__What you have to do__.
Of the material below, only the lines from the line containing "Target: man's hand" down to the line containing "[ ] locate the blonde hair" belong in the answer, written out exactly.

__Recorded information__.
BEGIN

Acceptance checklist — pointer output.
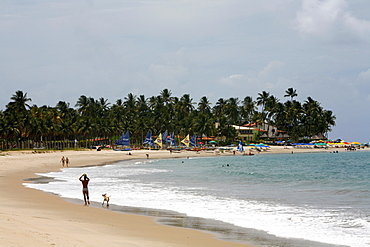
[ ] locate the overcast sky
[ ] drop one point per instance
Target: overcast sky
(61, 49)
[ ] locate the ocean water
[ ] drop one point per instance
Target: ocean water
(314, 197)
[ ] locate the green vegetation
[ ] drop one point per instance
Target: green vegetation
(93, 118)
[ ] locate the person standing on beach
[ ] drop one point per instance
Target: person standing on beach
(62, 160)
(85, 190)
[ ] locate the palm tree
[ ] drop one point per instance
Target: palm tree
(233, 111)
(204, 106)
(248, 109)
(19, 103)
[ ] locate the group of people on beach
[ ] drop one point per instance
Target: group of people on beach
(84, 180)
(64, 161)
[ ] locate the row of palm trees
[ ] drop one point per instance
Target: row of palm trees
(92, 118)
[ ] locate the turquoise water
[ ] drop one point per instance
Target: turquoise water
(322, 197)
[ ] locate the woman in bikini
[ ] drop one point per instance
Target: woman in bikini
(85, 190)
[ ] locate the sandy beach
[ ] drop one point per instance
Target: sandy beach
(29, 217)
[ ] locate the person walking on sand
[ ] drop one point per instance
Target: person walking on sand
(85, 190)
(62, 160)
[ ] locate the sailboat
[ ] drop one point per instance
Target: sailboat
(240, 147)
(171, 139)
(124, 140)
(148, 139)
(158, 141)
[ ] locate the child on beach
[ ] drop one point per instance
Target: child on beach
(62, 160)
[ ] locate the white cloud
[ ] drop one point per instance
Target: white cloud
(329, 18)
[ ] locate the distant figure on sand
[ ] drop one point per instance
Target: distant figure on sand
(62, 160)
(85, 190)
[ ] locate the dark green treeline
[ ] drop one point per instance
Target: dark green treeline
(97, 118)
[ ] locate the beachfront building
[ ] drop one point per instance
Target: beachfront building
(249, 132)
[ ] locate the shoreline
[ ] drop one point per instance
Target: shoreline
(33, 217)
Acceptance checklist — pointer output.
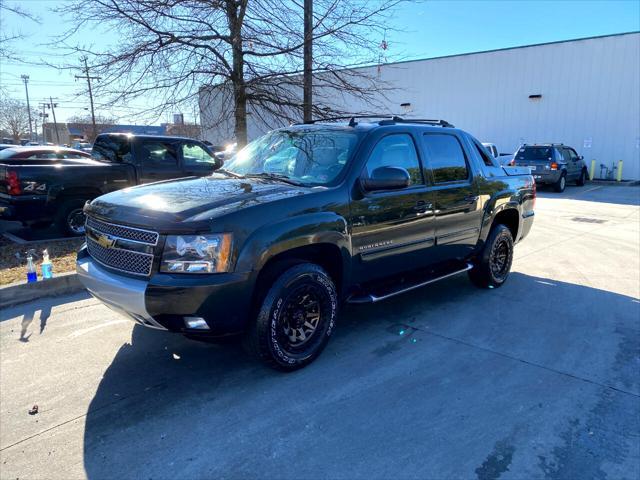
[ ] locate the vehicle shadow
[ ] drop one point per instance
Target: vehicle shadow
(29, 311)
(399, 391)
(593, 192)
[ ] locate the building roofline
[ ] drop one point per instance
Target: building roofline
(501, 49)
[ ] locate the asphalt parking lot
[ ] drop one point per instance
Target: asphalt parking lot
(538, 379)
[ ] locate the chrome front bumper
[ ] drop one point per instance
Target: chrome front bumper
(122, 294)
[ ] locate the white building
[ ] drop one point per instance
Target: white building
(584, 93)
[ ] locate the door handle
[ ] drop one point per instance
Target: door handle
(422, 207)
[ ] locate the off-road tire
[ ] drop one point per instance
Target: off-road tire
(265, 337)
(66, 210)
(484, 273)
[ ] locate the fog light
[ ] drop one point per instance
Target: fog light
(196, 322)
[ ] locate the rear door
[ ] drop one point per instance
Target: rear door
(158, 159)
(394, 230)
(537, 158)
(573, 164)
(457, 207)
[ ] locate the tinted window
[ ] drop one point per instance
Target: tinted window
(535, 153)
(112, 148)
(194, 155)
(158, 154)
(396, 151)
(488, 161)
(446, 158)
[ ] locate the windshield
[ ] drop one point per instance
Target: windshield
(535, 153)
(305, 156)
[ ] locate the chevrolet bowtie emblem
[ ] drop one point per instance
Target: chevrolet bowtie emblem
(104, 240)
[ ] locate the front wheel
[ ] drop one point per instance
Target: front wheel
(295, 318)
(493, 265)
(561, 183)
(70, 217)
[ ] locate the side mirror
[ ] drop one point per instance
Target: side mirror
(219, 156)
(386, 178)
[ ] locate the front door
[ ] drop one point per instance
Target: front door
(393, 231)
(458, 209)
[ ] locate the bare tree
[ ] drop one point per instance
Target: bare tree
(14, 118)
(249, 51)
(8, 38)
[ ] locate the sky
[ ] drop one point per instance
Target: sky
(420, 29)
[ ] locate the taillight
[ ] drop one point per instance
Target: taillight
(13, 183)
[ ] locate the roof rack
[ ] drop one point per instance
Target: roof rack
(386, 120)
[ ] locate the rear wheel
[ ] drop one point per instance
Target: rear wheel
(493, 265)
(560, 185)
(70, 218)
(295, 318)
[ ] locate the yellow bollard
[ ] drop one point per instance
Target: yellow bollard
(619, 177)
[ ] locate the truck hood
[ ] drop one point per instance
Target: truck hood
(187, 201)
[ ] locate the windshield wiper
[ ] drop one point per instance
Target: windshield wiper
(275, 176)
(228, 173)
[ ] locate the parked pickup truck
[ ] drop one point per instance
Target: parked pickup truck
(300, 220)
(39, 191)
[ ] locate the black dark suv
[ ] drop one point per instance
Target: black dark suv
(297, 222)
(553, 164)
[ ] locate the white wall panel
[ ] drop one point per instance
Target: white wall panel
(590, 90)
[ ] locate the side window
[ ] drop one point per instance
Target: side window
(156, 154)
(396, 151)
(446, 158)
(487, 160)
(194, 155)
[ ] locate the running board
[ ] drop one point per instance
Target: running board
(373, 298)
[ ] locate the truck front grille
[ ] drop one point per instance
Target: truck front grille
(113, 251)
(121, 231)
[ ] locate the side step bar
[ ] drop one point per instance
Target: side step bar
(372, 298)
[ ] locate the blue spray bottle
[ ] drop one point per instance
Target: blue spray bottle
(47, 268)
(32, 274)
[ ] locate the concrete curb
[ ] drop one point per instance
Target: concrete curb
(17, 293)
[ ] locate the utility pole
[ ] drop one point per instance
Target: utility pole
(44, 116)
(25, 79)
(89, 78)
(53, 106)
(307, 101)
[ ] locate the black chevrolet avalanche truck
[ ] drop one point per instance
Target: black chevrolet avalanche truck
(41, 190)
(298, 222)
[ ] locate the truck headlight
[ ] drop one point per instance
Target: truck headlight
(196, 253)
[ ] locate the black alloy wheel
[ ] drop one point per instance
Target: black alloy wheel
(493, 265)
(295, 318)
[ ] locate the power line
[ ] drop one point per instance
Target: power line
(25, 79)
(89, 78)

END
BEGIN

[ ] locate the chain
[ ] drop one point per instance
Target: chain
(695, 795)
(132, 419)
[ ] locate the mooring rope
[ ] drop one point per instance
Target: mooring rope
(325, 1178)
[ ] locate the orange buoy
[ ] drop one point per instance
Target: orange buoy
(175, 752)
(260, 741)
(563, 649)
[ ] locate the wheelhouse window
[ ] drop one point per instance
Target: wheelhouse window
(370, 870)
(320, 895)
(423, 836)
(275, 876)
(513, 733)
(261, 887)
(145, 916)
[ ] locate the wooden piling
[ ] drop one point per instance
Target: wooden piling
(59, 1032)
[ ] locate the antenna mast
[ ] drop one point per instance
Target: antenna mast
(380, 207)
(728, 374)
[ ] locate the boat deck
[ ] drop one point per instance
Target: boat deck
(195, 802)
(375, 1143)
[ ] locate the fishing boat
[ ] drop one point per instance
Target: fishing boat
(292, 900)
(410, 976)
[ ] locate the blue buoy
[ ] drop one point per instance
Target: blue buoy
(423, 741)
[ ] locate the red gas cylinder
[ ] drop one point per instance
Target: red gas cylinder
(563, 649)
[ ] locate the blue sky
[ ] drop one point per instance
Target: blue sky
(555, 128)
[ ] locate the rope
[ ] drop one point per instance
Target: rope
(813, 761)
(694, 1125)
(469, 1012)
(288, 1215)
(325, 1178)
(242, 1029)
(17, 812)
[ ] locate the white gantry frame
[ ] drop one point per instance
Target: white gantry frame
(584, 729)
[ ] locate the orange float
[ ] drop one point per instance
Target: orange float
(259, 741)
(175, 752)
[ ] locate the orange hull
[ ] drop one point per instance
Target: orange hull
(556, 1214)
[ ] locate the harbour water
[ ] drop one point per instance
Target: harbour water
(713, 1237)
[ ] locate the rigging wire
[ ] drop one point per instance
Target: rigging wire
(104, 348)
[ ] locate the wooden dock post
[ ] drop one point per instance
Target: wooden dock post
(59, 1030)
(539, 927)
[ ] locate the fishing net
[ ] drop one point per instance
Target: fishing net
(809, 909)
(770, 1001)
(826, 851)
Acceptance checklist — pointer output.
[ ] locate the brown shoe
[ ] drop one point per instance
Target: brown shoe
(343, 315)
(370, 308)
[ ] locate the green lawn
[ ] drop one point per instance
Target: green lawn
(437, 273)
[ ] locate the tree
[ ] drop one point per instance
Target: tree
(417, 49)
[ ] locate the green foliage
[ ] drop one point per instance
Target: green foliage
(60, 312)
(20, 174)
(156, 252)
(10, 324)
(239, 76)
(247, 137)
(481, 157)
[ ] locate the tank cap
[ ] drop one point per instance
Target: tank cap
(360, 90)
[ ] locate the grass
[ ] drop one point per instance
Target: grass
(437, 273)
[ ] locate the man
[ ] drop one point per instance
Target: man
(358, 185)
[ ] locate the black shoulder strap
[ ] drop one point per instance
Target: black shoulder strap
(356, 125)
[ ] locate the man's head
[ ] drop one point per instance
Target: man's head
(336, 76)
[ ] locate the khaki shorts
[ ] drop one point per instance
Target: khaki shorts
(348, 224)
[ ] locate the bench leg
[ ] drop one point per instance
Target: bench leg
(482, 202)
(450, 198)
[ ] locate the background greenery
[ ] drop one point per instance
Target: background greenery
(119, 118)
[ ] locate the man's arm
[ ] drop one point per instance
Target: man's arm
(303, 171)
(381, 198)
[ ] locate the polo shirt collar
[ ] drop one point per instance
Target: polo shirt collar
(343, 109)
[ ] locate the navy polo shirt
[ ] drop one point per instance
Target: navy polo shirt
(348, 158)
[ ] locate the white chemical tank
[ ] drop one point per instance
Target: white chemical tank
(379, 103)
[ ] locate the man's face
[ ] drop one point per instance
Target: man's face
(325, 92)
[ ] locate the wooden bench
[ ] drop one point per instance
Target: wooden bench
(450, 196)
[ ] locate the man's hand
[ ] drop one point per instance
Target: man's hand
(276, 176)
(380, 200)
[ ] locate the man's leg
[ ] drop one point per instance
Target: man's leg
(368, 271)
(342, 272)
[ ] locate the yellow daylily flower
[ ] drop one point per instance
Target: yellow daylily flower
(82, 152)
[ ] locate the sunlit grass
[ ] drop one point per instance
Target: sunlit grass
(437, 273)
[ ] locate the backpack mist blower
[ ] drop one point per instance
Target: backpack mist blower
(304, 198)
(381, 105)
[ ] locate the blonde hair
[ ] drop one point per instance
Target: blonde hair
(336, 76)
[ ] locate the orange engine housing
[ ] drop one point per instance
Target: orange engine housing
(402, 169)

END

__Answer space__.
Target: man's hand
(276, 176)
(380, 200)
[ ] locate the man's leg
[ ] drop one point per instance
Target: man's leg
(368, 271)
(342, 272)
[ ] locate the yellow daylily flower
[ ] drop one point per instance
Target: yellow daylily flower
(82, 152)
[ ] locate the sunlit grass
[ ] drop one point per instance
Target: sunlit grass
(437, 273)
[ ] locate the backpack mist blower
[ ] drop one point per instance
Target: backpack mist blower
(304, 198)
(381, 105)
[ ] locate the blonde hair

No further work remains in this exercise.